Youth Suicide Rates Sky-high Compared To Previous Years
Youth Suicide Rates Sky-high Compared To Previous Years

 Recent researche regarding suicidal death among teens and pre-teens shows that the mortality rate has increased dramatically over the years.

Compared to the 1990-2003 period when suicide rates dropped 28.5 percent, 2004-present show increases of over 8 percent. This is the largest spike in 15 years.

Reports also say that hanging and suffocation among girls and young women are now preferred rather than using firearms.

“This is a dramatic and huge increase. While it’s not clear whether it’s a one-year spike or the start of a trend, the news signals a need for more effective prevention methods, said Ileana Arias, director of the National Center for Injury Prevention and Control.”

The report, issued by the Centers for Disease Control and Prevention, found the biggest increase was in suicides by girls ages 10-14, which increased 76 percent, from 56 in 2003 to 94 in 2004. The report also found a dramatic change in the most common method of suicide by girls, from guns in 1990 to hanging and suffocation.

⁂

## TASK ITEM A
In the article on youth suicide rates, by what percentage did suicides among girls ages 10-14 increase?
## TASK ITEM B
Copy the stretch of the article on youth suicide rates from "Compared to the" through "in 15 years.", word for word.
## TASK ITEM C
According to the article on youth suicide rates, why does Ileana Arias say there is a need for more effective prevention methods?
The records that come next have no connection to the article on youth suicide rates.

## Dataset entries

⁂

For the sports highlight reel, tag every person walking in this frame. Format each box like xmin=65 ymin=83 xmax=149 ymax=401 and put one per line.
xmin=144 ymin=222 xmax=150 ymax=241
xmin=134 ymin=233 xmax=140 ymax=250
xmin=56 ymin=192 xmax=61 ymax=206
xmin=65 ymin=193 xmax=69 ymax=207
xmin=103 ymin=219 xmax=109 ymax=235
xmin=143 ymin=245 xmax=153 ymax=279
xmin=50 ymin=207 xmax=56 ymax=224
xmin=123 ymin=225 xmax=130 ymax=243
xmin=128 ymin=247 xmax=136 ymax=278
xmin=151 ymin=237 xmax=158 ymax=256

⁂

## PROBLEM SOLUTION A
They increased 76 percent, from 56 in 2003 to 94 in 2004.

## PROBLEM SOLUTION B
Compared to the 1990-2003 period when suicide rates dropped 28.5 percent, 2004-present show increases of over 8 percent. This is the largest spike in 15 years.

## PROBLEM SOLUTION C
She calls the rise in suicide rates a dramatic and huge increase. Even though it is unclear whether it is a one-year spike or the start of a trend, she says the news signals that need.